- _EXERCISE PROMPT_: Reply with one number: the count of lines in the listing that contain the string "instance".

- _TASK INPUT_:
- Opening Delimiter -

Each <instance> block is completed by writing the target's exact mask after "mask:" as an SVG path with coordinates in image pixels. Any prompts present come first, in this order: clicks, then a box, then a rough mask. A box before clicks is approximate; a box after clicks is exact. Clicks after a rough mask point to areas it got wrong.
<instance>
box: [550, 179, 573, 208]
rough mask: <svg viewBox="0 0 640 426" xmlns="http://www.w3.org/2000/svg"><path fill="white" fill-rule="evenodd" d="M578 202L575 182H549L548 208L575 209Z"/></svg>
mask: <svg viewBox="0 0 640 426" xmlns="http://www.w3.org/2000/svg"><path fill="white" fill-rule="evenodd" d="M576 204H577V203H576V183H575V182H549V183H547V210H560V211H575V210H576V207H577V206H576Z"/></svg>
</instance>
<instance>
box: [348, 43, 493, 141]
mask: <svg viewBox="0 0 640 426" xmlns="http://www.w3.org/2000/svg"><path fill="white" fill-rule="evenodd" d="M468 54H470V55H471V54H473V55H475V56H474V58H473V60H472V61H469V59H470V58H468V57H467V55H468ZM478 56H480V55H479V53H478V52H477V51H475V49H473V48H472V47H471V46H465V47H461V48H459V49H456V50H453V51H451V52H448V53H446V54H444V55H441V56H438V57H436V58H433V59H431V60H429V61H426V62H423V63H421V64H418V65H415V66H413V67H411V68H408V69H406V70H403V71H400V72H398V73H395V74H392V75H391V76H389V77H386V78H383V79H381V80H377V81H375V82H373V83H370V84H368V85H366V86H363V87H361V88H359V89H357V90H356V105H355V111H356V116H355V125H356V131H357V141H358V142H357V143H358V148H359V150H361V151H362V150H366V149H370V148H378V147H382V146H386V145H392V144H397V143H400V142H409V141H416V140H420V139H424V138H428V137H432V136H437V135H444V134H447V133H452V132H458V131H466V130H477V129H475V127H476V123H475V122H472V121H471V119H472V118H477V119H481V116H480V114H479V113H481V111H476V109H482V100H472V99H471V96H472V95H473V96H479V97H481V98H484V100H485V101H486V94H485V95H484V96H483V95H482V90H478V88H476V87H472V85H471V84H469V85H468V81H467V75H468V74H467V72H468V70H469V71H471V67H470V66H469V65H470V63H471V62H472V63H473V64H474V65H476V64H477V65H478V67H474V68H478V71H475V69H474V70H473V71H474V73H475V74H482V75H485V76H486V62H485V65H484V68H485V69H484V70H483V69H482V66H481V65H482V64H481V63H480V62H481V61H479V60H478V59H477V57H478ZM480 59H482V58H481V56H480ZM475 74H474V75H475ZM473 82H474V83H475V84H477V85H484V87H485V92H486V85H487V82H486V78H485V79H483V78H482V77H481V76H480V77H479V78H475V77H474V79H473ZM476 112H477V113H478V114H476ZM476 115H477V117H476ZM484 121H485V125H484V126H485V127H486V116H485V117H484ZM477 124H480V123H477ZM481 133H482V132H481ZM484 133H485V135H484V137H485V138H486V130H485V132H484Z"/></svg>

- Closing Delimiter -

- _ANSWER TO THE PROBLEM_: 4